> **Natural-language object grounding data**
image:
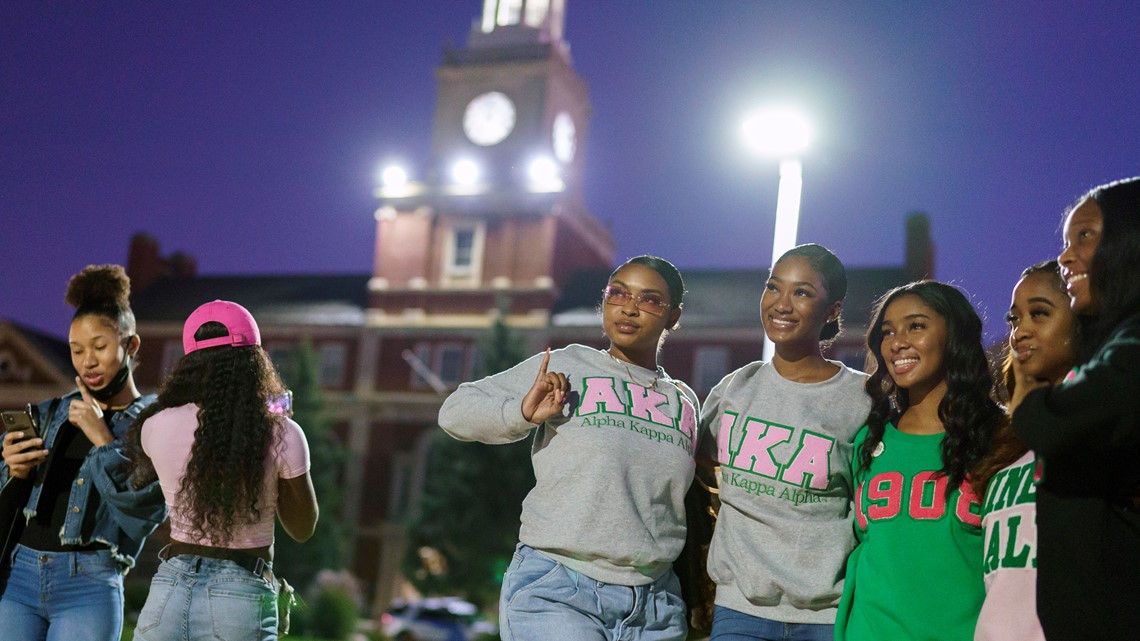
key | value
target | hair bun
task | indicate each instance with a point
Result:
(99, 285)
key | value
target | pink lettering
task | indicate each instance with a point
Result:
(928, 496)
(860, 517)
(600, 392)
(687, 423)
(645, 404)
(759, 439)
(886, 491)
(968, 509)
(724, 438)
(811, 465)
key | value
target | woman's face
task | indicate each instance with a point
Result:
(634, 326)
(914, 345)
(1082, 232)
(97, 349)
(1041, 327)
(795, 305)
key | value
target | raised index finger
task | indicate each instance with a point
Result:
(542, 368)
(83, 391)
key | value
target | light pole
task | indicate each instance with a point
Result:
(783, 134)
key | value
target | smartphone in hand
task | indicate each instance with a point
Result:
(21, 421)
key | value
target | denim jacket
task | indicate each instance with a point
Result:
(104, 508)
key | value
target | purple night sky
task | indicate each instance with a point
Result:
(249, 134)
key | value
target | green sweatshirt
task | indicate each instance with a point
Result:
(915, 573)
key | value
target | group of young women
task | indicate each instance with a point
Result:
(108, 465)
(903, 503)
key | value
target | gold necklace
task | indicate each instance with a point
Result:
(652, 384)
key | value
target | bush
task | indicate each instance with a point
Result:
(332, 613)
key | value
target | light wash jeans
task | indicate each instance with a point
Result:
(62, 597)
(543, 600)
(730, 625)
(197, 598)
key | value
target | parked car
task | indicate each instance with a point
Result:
(442, 618)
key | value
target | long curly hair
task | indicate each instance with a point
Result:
(1007, 447)
(968, 412)
(233, 387)
(1113, 276)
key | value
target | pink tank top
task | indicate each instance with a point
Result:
(167, 439)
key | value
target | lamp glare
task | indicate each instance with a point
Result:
(778, 131)
(544, 170)
(465, 172)
(393, 176)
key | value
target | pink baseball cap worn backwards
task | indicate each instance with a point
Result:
(243, 329)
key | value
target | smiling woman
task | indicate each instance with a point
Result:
(98, 526)
(1086, 430)
(613, 438)
(917, 518)
(781, 432)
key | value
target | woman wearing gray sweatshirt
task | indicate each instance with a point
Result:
(613, 456)
(781, 432)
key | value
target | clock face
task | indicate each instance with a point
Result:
(488, 119)
(563, 134)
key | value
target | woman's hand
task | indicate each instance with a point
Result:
(1023, 384)
(547, 396)
(22, 454)
(87, 415)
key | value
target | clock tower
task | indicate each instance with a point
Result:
(497, 214)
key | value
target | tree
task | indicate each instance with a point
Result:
(300, 562)
(463, 532)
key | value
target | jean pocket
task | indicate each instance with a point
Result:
(153, 610)
(98, 568)
(242, 609)
(530, 568)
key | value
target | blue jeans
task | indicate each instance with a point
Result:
(63, 597)
(730, 625)
(198, 598)
(544, 600)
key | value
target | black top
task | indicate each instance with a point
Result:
(1088, 432)
(42, 532)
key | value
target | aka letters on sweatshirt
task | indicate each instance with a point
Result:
(611, 472)
(784, 527)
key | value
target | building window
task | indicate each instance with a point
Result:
(450, 363)
(463, 253)
(332, 358)
(710, 364)
(463, 250)
(422, 353)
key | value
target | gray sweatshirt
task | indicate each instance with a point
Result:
(781, 541)
(611, 472)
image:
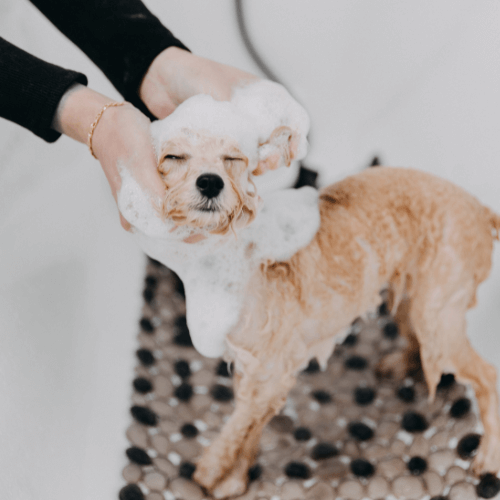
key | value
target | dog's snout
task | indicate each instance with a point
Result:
(209, 185)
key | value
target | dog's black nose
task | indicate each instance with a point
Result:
(209, 185)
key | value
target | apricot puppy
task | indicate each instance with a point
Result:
(426, 239)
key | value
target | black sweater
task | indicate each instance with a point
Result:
(121, 37)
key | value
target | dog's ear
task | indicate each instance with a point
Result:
(280, 149)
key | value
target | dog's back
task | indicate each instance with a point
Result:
(407, 218)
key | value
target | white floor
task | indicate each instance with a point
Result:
(414, 82)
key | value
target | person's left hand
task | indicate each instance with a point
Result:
(176, 74)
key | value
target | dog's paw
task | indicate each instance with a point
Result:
(487, 458)
(393, 365)
(231, 486)
(207, 474)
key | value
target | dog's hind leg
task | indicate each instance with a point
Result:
(235, 483)
(445, 347)
(233, 451)
(404, 361)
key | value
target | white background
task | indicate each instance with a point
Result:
(415, 82)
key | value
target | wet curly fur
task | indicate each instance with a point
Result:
(425, 239)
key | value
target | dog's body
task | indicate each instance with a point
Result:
(427, 240)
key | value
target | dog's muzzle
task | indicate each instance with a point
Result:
(209, 185)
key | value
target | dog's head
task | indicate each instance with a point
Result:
(208, 182)
(209, 150)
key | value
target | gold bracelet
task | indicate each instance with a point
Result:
(96, 121)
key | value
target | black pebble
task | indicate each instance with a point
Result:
(360, 431)
(468, 445)
(414, 422)
(417, 465)
(302, 434)
(321, 396)
(361, 467)
(186, 470)
(460, 408)
(131, 492)
(298, 470)
(488, 487)
(447, 380)
(383, 309)
(149, 295)
(223, 369)
(142, 385)
(189, 431)
(146, 325)
(312, 367)
(182, 368)
(181, 335)
(144, 415)
(254, 472)
(364, 395)
(406, 393)
(155, 262)
(184, 392)
(222, 393)
(350, 340)
(356, 363)
(322, 451)
(138, 456)
(145, 357)
(391, 330)
(151, 281)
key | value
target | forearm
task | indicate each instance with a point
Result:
(122, 37)
(77, 110)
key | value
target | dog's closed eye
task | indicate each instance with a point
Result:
(174, 157)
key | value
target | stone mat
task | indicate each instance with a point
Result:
(344, 434)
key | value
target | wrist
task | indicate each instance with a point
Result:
(155, 86)
(77, 110)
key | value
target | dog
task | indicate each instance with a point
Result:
(283, 286)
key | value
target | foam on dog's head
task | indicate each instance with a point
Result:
(254, 113)
(204, 115)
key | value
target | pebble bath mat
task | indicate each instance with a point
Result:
(344, 434)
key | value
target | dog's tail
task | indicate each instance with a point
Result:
(494, 222)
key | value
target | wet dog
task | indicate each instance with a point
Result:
(271, 290)
(422, 237)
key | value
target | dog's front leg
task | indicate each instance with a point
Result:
(223, 467)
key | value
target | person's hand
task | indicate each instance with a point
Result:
(121, 139)
(176, 74)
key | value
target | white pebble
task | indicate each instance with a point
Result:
(175, 458)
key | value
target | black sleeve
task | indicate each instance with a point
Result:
(122, 37)
(30, 89)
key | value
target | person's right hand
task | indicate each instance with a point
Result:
(121, 139)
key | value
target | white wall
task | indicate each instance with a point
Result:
(416, 82)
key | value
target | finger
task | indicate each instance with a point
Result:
(125, 223)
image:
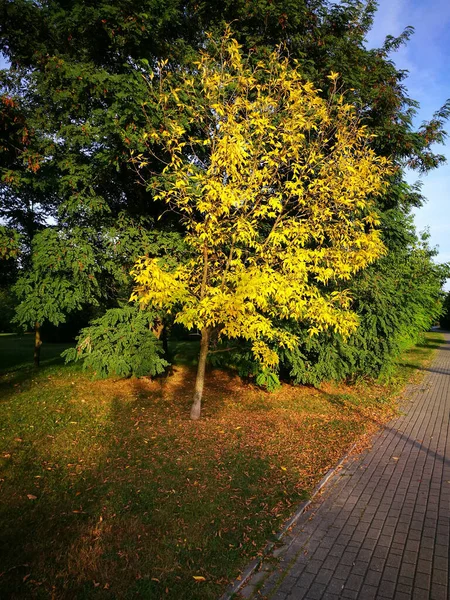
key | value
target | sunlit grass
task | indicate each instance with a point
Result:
(109, 490)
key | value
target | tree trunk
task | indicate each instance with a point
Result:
(37, 344)
(200, 379)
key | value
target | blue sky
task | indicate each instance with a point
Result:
(427, 58)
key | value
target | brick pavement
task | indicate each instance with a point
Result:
(380, 529)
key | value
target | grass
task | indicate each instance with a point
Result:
(109, 491)
(16, 352)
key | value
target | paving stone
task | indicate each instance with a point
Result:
(380, 527)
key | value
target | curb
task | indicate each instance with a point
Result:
(235, 587)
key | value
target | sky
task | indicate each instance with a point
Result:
(427, 59)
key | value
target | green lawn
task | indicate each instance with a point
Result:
(108, 490)
(16, 352)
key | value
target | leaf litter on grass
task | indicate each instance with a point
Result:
(131, 498)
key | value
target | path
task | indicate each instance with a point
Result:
(381, 527)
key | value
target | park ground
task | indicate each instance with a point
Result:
(108, 490)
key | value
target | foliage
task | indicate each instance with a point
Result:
(445, 317)
(121, 343)
(274, 191)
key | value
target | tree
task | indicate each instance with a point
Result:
(276, 193)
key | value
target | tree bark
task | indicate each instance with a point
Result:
(37, 344)
(200, 379)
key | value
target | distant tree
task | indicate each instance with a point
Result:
(445, 317)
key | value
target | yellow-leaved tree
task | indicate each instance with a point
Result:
(275, 186)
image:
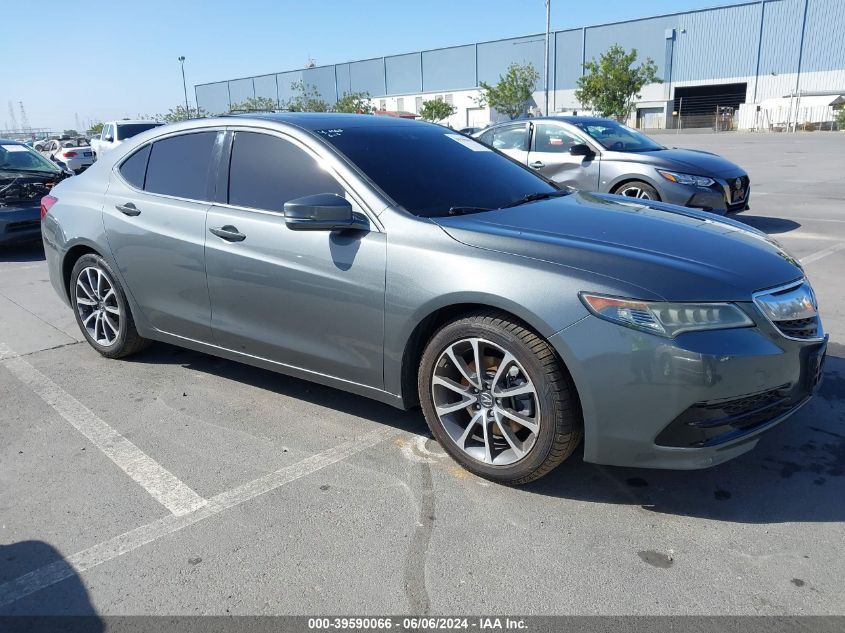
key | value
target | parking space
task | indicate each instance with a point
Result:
(180, 483)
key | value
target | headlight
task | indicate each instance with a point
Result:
(664, 318)
(686, 179)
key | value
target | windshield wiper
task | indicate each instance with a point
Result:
(467, 210)
(531, 197)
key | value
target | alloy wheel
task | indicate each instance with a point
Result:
(635, 192)
(98, 306)
(486, 401)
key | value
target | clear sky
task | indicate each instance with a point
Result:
(102, 59)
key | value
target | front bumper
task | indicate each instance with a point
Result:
(20, 224)
(718, 198)
(690, 402)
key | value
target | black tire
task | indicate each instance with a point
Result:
(127, 341)
(629, 188)
(560, 428)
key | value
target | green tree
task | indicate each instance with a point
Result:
(513, 91)
(613, 83)
(354, 102)
(179, 113)
(306, 98)
(255, 104)
(436, 110)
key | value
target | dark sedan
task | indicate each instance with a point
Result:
(25, 177)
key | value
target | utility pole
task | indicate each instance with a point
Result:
(185, 87)
(546, 59)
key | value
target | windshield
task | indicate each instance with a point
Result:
(14, 157)
(429, 169)
(128, 130)
(617, 137)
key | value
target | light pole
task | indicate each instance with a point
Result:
(185, 87)
(546, 60)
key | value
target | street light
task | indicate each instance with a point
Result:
(185, 87)
(546, 60)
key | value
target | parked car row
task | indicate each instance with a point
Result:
(522, 316)
(601, 155)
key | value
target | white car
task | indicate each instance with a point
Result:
(73, 154)
(115, 132)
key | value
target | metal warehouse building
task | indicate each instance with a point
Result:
(753, 63)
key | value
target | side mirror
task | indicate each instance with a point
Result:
(581, 149)
(322, 212)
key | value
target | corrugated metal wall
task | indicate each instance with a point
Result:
(759, 42)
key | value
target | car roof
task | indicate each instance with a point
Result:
(588, 120)
(322, 120)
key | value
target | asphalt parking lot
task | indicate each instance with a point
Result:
(175, 482)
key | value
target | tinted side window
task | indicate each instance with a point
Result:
(134, 168)
(487, 137)
(512, 137)
(552, 138)
(266, 171)
(179, 166)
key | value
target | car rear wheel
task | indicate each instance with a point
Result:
(637, 189)
(101, 309)
(495, 397)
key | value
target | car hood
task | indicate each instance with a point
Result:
(689, 161)
(675, 253)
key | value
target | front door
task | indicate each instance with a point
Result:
(550, 156)
(154, 215)
(308, 299)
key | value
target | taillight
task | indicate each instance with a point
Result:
(46, 203)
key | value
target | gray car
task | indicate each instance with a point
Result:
(602, 155)
(405, 262)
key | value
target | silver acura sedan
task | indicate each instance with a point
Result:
(408, 263)
(595, 154)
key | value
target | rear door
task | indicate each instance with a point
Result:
(550, 156)
(154, 214)
(308, 299)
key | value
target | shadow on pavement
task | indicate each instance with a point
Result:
(28, 252)
(773, 226)
(66, 598)
(796, 473)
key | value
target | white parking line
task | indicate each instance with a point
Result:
(814, 257)
(163, 485)
(52, 573)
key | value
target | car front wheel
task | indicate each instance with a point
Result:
(637, 189)
(495, 397)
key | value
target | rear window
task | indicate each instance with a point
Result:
(128, 130)
(179, 166)
(134, 168)
(428, 169)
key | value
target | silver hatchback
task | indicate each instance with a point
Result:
(595, 154)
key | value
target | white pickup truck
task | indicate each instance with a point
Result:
(115, 132)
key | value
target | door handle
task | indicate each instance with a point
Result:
(128, 209)
(228, 233)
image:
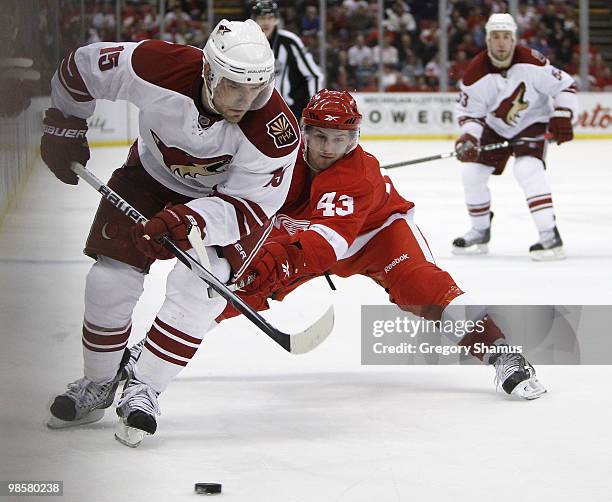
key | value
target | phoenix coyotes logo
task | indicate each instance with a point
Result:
(510, 107)
(277, 177)
(184, 165)
(281, 131)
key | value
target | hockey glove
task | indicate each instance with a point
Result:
(467, 148)
(560, 125)
(174, 222)
(63, 142)
(274, 266)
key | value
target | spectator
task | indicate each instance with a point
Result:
(401, 85)
(458, 67)
(389, 53)
(399, 18)
(360, 54)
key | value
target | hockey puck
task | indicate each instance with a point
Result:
(208, 488)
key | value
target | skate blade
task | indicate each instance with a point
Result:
(58, 423)
(471, 250)
(548, 254)
(129, 436)
(529, 389)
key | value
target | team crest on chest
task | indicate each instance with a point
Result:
(281, 131)
(509, 109)
(184, 165)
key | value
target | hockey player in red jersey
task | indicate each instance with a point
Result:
(216, 145)
(343, 217)
(509, 92)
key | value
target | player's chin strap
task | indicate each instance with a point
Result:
(485, 148)
(296, 343)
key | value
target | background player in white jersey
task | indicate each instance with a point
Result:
(510, 92)
(218, 143)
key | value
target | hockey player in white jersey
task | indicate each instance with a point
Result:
(216, 146)
(509, 92)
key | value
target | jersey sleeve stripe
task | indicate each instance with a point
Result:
(72, 81)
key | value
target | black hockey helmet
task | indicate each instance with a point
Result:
(263, 8)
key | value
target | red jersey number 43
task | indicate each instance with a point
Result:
(341, 206)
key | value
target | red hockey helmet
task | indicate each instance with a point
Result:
(332, 110)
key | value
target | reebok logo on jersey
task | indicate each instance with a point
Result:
(62, 132)
(281, 131)
(286, 269)
(395, 262)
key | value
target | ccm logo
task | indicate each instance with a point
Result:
(62, 132)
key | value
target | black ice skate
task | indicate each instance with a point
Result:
(135, 351)
(85, 400)
(516, 376)
(475, 241)
(137, 409)
(549, 247)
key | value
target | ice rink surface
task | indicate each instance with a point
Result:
(273, 427)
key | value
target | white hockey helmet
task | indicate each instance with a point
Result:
(239, 51)
(501, 22)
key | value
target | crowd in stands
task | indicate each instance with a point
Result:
(409, 48)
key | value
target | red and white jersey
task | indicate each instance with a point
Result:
(346, 204)
(510, 100)
(238, 174)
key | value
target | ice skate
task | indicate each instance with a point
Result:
(135, 350)
(85, 401)
(549, 247)
(473, 242)
(137, 409)
(516, 376)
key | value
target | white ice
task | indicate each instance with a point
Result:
(320, 427)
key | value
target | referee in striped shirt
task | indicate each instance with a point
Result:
(298, 77)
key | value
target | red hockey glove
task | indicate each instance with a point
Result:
(274, 266)
(174, 222)
(467, 148)
(63, 142)
(560, 125)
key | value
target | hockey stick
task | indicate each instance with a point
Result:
(485, 148)
(296, 343)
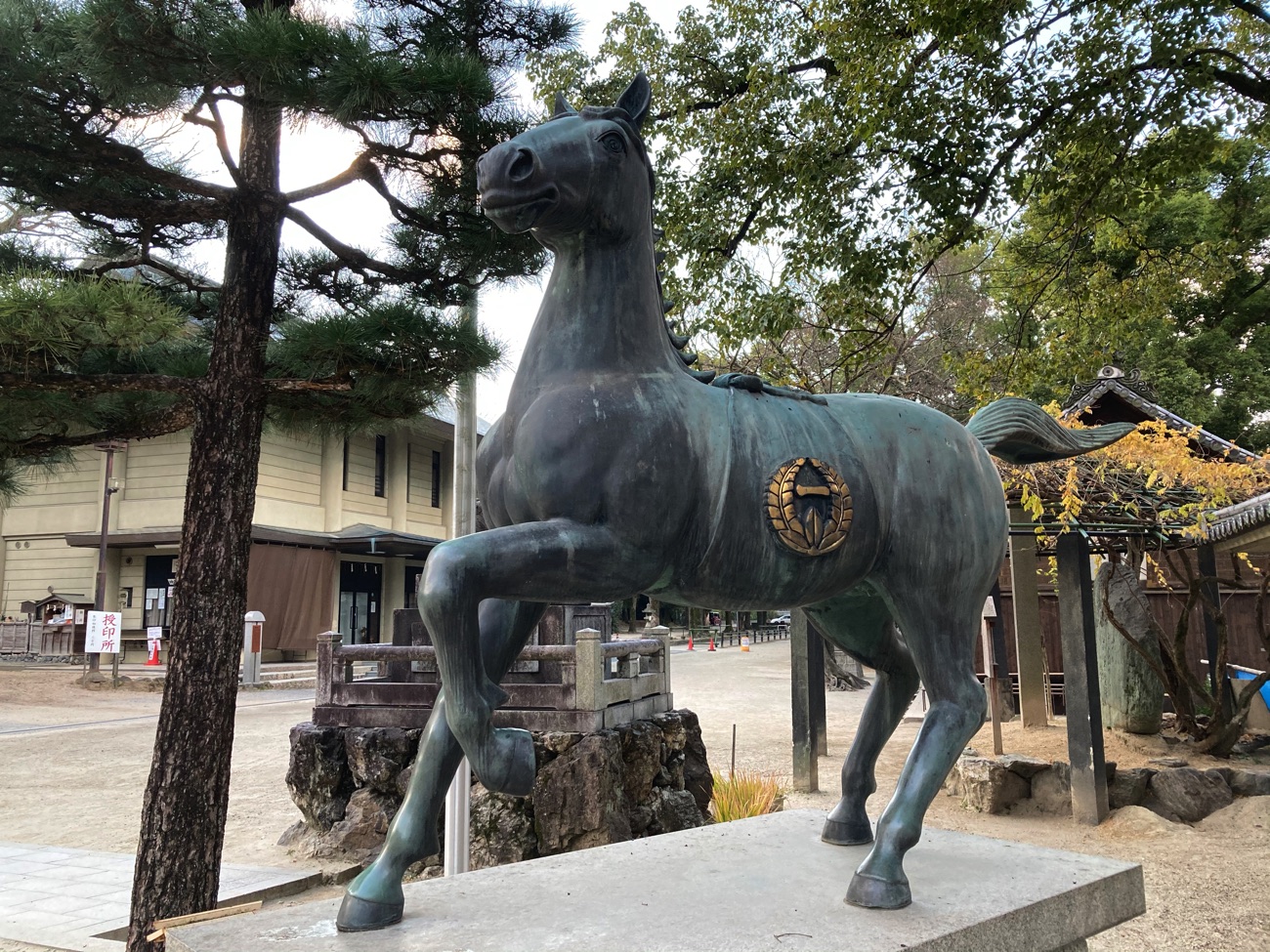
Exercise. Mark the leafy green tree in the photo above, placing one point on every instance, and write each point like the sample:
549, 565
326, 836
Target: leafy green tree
334, 335
820, 153
1173, 284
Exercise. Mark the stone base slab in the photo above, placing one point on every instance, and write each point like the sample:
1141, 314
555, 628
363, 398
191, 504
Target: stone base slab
766, 885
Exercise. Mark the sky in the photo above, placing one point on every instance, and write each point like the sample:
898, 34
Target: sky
356, 215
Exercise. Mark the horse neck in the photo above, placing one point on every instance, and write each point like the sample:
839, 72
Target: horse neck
601, 313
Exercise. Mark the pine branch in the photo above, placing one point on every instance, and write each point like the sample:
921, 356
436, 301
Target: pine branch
157, 424
313, 386
354, 173
101, 382
352, 257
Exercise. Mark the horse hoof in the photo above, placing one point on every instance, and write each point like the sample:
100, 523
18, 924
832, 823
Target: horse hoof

> **Task prompt**
All lines above containing the string "background": copy each one.

> **Response for this exercise**
target | white background
target | background player in white jersey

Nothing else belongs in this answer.